WHAT TO PRODUCE:
Look below for the line containing "Target: orange shirt". Output it and each remaining line of the entries exactly, and nothing else.

DATA SECTION:
= = = = =

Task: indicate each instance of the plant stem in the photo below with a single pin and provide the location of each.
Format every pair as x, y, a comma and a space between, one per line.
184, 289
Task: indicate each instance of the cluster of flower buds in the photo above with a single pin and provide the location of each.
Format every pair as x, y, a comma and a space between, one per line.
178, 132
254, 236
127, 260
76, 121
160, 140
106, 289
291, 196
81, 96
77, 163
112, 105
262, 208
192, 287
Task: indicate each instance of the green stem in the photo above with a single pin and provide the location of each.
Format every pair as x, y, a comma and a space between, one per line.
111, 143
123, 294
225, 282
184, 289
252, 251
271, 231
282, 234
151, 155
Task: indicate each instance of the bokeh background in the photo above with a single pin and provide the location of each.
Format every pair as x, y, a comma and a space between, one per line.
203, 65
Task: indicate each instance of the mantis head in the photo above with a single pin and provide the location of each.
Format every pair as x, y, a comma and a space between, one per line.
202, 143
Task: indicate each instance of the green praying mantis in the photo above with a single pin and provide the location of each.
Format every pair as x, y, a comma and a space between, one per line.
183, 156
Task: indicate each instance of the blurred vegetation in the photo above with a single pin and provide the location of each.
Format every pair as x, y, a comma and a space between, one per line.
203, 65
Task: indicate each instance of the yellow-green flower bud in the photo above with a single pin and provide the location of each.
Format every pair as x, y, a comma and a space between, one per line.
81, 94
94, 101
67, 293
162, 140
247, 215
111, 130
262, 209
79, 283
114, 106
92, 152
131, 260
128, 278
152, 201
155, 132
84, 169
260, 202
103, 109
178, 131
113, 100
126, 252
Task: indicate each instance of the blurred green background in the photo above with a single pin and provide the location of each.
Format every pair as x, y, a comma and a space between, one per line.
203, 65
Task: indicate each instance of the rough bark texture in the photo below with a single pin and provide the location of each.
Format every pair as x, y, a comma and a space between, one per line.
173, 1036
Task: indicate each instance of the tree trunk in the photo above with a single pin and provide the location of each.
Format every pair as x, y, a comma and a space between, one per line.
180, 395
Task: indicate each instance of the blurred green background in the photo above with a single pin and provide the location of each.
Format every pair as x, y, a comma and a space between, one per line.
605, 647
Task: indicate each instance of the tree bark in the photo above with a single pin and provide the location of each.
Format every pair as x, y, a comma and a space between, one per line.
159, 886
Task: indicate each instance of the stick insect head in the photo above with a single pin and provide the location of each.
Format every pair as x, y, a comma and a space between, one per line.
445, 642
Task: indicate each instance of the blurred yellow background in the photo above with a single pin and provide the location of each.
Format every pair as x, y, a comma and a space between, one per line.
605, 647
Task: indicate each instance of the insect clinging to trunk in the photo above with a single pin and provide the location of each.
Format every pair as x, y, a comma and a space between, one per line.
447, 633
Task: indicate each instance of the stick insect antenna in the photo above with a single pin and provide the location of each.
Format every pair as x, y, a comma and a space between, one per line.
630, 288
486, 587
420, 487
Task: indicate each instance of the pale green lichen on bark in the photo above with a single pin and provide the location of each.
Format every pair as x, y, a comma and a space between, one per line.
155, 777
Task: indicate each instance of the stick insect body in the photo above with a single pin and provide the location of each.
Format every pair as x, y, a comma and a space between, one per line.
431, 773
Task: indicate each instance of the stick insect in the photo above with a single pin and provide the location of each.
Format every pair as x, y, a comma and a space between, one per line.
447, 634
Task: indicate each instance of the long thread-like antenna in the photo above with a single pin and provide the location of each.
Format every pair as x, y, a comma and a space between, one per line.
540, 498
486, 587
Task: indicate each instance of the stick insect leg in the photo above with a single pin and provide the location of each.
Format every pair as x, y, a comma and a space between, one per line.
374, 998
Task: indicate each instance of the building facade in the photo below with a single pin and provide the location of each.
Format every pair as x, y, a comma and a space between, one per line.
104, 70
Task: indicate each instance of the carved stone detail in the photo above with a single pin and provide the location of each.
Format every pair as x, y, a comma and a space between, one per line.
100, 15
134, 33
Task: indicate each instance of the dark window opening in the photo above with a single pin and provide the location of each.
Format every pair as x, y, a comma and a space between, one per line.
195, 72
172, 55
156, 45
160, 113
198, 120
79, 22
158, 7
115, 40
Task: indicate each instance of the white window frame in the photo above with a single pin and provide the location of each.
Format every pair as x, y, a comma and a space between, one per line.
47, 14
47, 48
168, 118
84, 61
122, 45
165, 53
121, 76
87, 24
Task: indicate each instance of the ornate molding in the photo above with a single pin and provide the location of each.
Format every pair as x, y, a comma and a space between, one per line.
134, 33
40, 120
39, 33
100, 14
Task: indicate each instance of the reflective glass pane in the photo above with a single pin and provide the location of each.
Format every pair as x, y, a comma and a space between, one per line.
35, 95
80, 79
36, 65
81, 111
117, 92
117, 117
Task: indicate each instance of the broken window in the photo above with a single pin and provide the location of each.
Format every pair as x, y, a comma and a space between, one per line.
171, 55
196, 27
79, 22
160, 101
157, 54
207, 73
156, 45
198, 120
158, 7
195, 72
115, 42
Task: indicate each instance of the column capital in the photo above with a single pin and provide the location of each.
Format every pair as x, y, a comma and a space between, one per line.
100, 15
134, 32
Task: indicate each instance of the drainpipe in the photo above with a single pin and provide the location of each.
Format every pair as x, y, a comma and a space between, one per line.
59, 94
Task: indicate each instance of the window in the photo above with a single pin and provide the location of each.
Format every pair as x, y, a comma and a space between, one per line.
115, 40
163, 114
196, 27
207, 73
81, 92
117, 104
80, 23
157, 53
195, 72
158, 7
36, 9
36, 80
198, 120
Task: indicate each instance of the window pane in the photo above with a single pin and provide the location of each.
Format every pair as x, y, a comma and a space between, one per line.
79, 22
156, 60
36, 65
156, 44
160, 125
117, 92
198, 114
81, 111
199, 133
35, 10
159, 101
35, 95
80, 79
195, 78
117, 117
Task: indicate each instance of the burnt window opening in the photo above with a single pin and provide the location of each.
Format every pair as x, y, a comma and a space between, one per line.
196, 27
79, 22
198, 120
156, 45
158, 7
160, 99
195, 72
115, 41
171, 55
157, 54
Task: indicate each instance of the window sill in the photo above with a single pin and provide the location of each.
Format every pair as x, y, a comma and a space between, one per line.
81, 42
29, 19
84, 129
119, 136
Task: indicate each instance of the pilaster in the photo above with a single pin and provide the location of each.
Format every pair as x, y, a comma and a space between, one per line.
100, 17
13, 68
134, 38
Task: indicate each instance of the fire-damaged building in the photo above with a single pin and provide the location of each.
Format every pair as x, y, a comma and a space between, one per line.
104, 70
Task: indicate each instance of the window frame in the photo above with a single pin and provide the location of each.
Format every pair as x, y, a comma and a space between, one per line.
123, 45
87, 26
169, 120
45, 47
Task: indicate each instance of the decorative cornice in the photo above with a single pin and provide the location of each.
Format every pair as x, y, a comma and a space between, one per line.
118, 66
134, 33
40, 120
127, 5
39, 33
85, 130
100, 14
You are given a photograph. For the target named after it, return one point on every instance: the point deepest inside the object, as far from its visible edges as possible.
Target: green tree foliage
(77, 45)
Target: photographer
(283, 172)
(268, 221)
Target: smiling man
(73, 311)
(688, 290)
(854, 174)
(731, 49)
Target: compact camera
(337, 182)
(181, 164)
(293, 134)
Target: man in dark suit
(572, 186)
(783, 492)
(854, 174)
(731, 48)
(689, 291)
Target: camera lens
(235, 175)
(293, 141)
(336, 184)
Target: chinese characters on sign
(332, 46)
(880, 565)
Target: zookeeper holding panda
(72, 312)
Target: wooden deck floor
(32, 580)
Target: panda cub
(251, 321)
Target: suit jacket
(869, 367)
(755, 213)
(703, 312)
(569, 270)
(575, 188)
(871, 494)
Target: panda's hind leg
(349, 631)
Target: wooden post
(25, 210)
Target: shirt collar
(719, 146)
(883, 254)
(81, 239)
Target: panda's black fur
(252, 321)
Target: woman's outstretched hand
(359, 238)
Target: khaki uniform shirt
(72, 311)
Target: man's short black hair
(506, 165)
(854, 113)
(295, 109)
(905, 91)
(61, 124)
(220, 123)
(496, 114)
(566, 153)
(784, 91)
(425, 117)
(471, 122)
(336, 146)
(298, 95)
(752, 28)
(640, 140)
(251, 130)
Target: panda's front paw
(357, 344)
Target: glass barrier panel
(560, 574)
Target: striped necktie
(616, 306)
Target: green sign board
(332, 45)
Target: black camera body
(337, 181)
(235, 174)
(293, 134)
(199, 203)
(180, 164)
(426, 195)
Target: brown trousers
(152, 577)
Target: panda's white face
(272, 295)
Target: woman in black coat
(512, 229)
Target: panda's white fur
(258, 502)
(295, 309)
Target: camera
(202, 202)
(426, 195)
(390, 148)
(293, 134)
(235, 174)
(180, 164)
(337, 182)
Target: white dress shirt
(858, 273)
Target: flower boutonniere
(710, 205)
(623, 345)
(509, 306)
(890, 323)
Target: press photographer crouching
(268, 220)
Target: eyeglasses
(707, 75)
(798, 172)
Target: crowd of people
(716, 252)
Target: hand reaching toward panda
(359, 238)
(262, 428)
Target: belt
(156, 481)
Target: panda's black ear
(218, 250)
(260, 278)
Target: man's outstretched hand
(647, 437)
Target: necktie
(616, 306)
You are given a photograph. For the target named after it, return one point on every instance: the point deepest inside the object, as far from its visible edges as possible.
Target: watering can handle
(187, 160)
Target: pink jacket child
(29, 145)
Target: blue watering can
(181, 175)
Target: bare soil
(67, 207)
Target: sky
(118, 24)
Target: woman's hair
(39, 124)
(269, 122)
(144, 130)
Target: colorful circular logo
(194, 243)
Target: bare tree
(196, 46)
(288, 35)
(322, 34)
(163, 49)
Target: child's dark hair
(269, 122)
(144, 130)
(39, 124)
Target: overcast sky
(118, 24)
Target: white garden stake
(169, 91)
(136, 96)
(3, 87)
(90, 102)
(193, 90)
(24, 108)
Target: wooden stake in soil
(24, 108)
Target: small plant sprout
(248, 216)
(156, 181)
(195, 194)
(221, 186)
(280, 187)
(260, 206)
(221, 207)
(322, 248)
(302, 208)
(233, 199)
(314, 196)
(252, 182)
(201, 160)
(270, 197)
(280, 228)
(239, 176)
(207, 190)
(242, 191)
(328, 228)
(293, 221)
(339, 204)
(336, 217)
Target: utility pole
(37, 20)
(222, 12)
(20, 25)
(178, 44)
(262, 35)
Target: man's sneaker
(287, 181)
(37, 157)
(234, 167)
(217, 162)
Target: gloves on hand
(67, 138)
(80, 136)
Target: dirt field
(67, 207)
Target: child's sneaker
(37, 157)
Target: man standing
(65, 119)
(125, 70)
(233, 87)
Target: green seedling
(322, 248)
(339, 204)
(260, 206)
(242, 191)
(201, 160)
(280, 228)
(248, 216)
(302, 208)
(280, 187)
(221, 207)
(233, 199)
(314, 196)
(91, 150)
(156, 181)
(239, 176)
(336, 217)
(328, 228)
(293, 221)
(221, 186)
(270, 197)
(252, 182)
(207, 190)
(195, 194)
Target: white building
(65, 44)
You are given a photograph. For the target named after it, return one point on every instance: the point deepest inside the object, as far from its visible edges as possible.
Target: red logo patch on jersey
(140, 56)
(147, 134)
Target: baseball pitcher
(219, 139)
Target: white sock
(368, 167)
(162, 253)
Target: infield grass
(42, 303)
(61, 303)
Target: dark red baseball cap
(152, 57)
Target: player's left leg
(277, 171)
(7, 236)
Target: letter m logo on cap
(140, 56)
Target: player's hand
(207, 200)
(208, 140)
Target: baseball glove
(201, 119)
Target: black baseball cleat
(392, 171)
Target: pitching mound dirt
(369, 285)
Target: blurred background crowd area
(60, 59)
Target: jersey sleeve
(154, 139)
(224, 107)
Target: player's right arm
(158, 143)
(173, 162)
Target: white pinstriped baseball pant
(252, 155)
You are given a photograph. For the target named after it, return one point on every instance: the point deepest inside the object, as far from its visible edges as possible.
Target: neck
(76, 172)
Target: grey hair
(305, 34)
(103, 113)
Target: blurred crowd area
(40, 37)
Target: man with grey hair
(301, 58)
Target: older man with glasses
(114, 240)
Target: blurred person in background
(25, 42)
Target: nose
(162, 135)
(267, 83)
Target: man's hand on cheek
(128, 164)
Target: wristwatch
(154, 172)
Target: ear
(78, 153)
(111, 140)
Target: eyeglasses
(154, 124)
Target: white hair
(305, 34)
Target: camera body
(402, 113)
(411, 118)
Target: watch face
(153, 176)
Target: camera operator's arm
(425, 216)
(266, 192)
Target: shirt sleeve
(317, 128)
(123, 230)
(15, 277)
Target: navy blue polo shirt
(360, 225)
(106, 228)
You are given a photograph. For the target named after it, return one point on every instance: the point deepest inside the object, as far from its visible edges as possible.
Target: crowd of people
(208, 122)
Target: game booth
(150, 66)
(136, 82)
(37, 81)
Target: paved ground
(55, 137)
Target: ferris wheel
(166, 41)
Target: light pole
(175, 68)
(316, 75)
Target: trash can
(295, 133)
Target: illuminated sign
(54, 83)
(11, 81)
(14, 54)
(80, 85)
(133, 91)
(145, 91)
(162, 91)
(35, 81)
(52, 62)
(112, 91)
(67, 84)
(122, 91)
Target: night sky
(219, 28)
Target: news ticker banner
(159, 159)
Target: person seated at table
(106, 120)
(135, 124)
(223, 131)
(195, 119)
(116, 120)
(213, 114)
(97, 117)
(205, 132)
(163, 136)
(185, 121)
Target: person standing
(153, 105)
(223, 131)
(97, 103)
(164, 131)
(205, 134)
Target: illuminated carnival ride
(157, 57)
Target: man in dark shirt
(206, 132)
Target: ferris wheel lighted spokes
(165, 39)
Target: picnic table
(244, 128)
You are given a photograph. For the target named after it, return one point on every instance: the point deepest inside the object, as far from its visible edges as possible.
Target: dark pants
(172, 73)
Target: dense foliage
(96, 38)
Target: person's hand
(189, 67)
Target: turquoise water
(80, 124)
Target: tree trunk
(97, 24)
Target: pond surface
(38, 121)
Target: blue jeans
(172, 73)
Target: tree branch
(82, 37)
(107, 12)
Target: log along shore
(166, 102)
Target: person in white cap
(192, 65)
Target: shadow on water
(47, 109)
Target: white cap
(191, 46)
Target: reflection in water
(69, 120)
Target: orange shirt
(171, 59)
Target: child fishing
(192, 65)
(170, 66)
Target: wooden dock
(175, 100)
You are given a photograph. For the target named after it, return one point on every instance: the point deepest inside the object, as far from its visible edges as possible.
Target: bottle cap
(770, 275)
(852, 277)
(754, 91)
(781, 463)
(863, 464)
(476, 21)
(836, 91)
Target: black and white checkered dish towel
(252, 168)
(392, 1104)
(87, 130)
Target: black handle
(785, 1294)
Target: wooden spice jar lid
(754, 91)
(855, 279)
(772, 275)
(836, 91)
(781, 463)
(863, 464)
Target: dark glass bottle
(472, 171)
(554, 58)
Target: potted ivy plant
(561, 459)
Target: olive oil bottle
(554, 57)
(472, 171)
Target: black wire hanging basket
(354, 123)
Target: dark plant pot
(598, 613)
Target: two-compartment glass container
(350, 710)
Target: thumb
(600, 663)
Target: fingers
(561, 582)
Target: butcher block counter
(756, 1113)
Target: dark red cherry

= = = = =

ANSWER TO THIS PROBLEM:
Target: orange shirt
(171, 59)
Target: child fishing
(192, 65)
(170, 66)
Target: wooden dock
(175, 100)
You are given a photograph. For the target named after it, return one point on every instance: the point deepest inside the object, as far from its visible edges as possible.
Target: bottle cap
(770, 275)
(852, 277)
(754, 91)
(781, 463)
(863, 464)
(476, 21)
(836, 91)
Target: black and white checkered dish towel
(252, 168)
(392, 1104)
(87, 130)
Target: black handle
(785, 1294)
Target: wooden spice jar lid
(754, 91)
(855, 279)
(772, 275)
(836, 91)
(781, 463)
(863, 464)
Target: dark glass bottle
(472, 171)
(554, 58)
Target: potted ivy plant
(561, 459)
Target: olive oil bottle
(554, 57)
(472, 171)
Target: black wire hanging basket
(354, 123)
Target: dark plant pot
(598, 613)
Target: two-compartment glass container
(350, 710)
Target: thumb
(600, 663)
Target: fingers
(561, 582)
Target: butcher block counter
(756, 1113)
Target: dark red cherry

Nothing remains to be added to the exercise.